* INSTRUCTION:
Please find each line in the entries below that contains the word "blond" and copy it out. Matching is case-sensitive.

* PROVIDED MATERIAL:
****
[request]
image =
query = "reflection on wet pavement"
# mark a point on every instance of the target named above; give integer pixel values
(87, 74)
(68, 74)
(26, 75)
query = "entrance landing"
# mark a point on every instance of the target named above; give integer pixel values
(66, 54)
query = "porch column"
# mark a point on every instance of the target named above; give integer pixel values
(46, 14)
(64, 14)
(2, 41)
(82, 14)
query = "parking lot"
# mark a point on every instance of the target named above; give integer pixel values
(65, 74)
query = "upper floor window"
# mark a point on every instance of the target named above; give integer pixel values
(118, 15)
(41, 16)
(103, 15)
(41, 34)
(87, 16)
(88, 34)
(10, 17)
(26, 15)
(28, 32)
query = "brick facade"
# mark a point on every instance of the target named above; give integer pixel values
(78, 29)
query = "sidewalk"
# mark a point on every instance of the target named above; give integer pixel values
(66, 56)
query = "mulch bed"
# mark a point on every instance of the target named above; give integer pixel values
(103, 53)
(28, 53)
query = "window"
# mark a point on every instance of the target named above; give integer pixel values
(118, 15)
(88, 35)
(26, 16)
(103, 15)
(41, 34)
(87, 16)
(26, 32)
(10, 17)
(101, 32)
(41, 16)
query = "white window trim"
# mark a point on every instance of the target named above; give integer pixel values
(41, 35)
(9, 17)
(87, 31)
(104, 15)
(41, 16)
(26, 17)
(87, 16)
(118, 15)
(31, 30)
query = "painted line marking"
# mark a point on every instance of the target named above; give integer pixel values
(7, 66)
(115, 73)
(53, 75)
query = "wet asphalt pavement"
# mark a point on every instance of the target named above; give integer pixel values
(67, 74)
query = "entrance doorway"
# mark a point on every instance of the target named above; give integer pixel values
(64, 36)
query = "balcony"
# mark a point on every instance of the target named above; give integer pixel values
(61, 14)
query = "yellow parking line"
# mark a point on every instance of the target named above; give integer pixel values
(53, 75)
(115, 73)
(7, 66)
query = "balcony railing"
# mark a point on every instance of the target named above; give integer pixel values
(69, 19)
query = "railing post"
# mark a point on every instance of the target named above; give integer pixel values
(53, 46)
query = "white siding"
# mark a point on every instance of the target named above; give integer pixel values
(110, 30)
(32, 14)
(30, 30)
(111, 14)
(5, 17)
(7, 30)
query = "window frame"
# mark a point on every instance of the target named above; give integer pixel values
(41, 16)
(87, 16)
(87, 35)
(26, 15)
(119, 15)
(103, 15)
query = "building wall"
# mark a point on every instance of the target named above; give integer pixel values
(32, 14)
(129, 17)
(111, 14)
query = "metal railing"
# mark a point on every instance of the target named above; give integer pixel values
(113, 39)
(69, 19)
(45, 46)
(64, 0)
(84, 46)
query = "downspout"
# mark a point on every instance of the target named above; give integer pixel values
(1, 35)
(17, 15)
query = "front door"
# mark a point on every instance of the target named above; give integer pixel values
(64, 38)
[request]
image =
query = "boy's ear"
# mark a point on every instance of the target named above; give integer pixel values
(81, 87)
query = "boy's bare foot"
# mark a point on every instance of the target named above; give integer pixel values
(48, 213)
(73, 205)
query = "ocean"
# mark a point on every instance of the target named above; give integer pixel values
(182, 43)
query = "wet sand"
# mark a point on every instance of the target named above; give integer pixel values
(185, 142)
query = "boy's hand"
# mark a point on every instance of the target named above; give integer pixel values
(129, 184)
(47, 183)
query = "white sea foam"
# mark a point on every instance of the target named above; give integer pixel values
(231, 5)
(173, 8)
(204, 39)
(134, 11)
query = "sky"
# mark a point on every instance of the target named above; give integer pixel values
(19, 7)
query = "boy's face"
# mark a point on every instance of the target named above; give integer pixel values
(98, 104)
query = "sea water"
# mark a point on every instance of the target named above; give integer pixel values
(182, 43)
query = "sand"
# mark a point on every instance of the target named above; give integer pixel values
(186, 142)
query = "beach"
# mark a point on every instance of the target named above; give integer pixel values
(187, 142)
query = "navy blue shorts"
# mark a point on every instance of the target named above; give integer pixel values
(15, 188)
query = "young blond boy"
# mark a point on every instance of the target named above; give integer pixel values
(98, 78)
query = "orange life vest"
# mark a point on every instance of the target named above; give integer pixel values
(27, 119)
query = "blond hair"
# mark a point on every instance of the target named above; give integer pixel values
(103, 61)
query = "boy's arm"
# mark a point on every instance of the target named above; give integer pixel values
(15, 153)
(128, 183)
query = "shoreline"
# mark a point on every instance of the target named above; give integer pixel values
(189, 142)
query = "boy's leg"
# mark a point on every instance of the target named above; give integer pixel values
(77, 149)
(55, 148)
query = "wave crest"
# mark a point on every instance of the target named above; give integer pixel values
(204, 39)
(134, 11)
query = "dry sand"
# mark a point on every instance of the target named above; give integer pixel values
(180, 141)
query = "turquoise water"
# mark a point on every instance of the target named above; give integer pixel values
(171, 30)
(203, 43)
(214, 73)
****
* EXERCISE RESULT:
query = "young blond boy"
query = "blond hair"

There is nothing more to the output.